**What to work on**
Write out these entries again, swapping "green stem" for "plant stem" everywhere and changing nothing else. Leave out the pictures.

**Provided information**

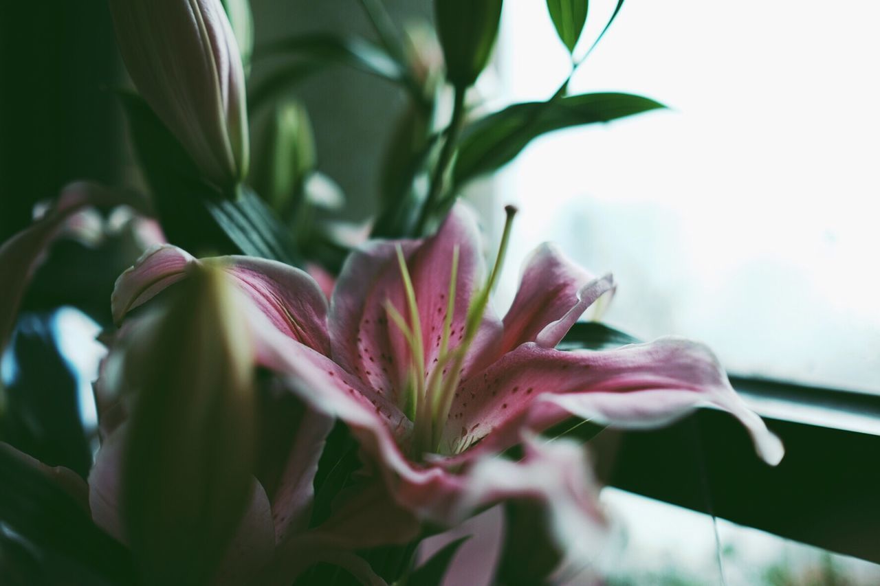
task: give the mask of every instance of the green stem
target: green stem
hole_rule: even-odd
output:
[[[360,0],[361,7],[363,8],[370,24],[379,38],[379,42],[388,51],[392,59],[396,61],[403,69],[403,83],[407,91],[413,98],[413,102],[423,113],[430,111],[431,104],[426,98],[424,89],[413,75],[413,68],[410,67],[409,57],[407,55],[407,48],[398,34],[394,23],[385,10],[381,0]]]
[[[465,124],[465,94],[467,92],[466,87],[455,88],[455,104],[452,106],[452,119],[446,128],[446,139],[443,149],[440,150],[440,157],[437,159],[436,166],[434,168],[434,175],[431,177],[431,185],[428,192],[428,197],[422,207],[419,214],[419,221],[415,224],[414,236],[422,236],[424,232],[428,219],[436,207],[441,198],[446,173],[452,163],[452,155],[458,146],[458,136]]]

**Task solution**
task: give the mask of every instance of the plant stem
target: plant stem
hole_rule: even-odd
output:
[[[360,0],[361,7],[363,8],[370,24],[379,38],[379,42],[388,51],[392,59],[396,61],[403,69],[403,83],[407,91],[413,98],[413,102],[423,113],[430,111],[431,104],[426,98],[424,89],[413,75],[413,68],[410,67],[409,57],[407,55],[407,48],[398,34],[394,23],[385,10],[381,0]]]
[[[465,124],[465,94],[467,92],[466,87],[455,88],[455,104],[452,106],[452,119],[446,128],[446,139],[443,149],[440,150],[440,157],[437,159],[436,166],[434,168],[434,175],[431,177],[431,185],[428,192],[428,197],[422,207],[419,214],[419,221],[415,224],[414,236],[422,236],[424,232],[428,219],[436,207],[441,198],[446,173],[452,163],[452,155],[458,146],[458,136]]]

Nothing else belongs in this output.